**** SUPPLIED MATERIAL ****
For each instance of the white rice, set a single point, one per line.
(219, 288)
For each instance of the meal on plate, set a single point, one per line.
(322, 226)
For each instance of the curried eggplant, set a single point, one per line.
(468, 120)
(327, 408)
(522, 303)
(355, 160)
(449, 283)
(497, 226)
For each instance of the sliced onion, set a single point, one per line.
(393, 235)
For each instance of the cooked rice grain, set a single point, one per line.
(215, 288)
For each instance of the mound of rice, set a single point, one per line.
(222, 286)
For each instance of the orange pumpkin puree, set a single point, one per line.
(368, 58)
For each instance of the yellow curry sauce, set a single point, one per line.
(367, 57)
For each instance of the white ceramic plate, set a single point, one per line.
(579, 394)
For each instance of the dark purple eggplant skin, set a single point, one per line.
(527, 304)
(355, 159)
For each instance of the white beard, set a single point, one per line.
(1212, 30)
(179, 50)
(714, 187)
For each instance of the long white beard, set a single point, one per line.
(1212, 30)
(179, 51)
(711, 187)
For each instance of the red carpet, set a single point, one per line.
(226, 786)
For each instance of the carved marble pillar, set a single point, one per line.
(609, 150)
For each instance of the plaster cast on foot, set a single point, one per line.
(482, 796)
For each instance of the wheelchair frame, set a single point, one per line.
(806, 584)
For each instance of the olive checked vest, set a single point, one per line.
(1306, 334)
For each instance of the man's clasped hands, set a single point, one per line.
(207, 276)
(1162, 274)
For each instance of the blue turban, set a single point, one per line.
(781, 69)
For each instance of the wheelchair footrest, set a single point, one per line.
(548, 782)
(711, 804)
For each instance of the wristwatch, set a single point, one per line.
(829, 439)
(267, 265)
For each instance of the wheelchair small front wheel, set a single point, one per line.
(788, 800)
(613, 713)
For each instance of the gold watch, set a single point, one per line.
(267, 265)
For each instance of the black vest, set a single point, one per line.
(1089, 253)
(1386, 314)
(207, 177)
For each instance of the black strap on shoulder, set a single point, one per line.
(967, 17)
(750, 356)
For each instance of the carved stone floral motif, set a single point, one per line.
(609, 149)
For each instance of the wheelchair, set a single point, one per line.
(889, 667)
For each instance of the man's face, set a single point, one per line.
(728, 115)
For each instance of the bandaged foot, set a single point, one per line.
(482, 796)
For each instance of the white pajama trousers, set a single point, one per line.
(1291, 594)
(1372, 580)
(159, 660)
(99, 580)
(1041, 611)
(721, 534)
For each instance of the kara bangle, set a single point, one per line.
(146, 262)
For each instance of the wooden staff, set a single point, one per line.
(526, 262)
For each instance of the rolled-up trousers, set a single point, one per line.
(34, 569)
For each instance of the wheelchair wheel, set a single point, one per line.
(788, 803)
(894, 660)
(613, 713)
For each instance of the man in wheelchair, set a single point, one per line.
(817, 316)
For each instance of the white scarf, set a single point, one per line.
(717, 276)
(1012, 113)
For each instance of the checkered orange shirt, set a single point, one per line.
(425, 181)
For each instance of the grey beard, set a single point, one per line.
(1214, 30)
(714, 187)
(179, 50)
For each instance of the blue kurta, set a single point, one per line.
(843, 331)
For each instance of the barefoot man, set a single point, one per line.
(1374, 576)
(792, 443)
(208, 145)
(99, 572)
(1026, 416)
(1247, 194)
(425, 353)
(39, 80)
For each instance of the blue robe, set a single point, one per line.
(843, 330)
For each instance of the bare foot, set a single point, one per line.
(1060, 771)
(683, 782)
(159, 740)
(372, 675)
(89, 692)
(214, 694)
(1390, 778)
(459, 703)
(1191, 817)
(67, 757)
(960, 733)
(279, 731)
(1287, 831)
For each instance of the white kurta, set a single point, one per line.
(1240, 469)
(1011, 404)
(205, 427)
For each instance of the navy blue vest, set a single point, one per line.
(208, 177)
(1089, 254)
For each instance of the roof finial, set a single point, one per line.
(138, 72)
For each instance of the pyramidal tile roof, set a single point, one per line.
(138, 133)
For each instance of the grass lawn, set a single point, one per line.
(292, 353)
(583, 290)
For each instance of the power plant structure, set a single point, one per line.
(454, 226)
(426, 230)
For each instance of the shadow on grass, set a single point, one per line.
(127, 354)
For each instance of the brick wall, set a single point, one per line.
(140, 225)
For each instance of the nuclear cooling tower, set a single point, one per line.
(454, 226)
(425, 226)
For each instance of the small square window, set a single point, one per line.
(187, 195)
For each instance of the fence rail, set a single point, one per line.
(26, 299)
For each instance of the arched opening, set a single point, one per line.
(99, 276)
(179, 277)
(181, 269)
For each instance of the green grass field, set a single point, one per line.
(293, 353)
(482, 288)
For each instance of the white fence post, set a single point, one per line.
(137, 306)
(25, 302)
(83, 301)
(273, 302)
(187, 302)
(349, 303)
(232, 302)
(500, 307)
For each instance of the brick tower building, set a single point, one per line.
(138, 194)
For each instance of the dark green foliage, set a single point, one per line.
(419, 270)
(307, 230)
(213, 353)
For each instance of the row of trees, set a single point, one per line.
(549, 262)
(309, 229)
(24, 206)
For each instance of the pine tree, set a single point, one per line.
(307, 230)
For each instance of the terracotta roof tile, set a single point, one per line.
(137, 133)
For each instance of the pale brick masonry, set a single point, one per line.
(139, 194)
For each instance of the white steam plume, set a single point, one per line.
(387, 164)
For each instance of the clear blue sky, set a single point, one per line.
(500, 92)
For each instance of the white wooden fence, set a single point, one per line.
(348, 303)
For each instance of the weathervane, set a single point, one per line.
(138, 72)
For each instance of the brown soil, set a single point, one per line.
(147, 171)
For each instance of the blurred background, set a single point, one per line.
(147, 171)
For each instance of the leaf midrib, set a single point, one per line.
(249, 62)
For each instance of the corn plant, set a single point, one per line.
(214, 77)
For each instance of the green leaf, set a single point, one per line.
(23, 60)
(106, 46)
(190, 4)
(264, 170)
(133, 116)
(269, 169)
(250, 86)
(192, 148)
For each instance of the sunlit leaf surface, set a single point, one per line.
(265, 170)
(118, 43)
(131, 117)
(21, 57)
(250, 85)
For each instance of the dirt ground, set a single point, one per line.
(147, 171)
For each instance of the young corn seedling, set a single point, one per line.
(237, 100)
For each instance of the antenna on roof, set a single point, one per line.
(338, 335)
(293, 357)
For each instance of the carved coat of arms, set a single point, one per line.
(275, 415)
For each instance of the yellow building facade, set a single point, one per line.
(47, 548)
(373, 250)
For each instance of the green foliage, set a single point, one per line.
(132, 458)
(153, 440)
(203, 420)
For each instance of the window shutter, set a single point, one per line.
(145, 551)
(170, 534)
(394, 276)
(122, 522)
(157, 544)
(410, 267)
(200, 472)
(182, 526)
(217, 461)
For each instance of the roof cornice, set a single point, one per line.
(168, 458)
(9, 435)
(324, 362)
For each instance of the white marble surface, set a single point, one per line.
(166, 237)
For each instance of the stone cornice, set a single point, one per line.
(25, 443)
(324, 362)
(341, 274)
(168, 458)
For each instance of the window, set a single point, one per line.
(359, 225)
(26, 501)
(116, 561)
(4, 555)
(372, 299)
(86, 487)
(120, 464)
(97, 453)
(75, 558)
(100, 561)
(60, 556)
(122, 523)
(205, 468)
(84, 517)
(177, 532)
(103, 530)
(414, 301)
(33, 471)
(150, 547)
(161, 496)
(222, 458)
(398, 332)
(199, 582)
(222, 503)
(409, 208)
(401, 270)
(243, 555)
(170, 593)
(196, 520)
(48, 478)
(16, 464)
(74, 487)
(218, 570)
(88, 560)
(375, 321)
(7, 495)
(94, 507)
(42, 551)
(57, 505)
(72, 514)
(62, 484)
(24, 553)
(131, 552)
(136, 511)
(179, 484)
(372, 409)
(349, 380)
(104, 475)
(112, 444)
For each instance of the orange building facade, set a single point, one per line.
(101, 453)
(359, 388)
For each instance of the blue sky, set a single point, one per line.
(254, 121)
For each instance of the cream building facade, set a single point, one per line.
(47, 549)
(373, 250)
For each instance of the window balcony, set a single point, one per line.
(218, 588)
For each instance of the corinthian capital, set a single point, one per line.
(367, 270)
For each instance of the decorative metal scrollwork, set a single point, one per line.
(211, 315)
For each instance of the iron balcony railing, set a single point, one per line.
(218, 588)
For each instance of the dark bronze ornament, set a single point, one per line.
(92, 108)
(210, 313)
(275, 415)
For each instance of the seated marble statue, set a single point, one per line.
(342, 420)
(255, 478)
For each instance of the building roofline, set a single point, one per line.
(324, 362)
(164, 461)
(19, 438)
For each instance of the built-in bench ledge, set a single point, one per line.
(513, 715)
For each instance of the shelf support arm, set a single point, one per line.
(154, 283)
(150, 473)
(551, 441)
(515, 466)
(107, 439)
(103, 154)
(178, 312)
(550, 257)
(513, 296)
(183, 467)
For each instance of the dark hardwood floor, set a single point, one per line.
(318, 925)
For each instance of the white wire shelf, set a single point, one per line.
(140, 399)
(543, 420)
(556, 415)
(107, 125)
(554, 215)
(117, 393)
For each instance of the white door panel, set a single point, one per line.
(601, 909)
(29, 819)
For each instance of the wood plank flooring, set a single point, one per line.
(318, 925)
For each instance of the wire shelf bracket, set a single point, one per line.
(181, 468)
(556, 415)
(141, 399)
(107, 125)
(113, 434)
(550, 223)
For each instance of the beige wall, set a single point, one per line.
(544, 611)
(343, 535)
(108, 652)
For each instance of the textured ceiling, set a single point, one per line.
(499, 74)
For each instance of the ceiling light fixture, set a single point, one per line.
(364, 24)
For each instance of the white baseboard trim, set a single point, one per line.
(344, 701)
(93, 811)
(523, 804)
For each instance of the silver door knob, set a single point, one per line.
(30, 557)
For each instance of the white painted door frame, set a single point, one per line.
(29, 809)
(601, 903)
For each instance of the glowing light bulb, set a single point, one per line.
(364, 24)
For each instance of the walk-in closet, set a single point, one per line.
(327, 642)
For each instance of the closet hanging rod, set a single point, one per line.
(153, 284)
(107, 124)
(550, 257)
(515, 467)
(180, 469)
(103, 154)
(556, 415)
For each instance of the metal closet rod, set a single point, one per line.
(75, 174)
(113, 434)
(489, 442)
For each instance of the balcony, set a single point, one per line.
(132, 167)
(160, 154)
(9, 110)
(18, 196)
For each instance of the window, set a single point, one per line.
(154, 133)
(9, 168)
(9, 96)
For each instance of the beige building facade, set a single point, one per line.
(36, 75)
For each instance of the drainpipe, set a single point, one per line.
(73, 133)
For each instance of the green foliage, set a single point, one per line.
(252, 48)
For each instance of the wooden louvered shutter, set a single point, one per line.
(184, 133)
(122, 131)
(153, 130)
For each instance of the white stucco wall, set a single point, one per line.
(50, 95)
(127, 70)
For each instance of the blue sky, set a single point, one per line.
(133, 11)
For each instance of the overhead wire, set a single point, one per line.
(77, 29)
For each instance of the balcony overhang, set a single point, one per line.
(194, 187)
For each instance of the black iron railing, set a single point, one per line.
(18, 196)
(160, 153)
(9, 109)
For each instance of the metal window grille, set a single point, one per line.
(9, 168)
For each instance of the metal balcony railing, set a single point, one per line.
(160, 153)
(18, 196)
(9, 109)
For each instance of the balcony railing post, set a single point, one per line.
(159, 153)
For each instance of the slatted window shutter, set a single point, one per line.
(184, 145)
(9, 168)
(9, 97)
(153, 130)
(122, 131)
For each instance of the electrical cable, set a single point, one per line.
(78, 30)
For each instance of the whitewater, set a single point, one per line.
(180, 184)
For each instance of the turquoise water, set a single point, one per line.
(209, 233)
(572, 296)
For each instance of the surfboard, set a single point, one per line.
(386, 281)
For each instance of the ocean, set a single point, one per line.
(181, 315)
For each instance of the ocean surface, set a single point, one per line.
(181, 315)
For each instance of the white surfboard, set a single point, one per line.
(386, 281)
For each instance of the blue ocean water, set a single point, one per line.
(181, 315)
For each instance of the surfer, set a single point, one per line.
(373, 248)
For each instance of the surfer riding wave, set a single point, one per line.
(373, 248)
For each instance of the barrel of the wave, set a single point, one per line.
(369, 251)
****
EXERCISE PROMPT:
Using the material above, reproduce exactly the line that contains "For each instance of the electrical" and all lines after it through the last one, and only those.

WRITTEN SOLUTION:
For each instance of the electrical cable, set a single point, one per line.
(78, 30)
For each instance of the whitewater, set a single point, one per line.
(180, 184)
For each instance of the turquoise water, set a single point, one per line.
(209, 233)
(572, 296)
For each instance of the surfboard, set a single point, one per line.
(386, 281)
For each instance of the ocean, set a single point, one per line.
(181, 315)
For each instance of the ocean surface, set a single point, one per line.
(181, 315)
For each instance of the white surfboard, set a single point, one per line.
(386, 281)
For each instance of the blue ocean water, set a single point, one per line.
(181, 315)
For each instance of the surfer, set a single point, one per line.
(373, 248)
For each instance of the surfer riding wave, set a single point, one per line.
(373, 248)
For each instance of the barrel of the wave, set a single point, one per line.
(369, 251)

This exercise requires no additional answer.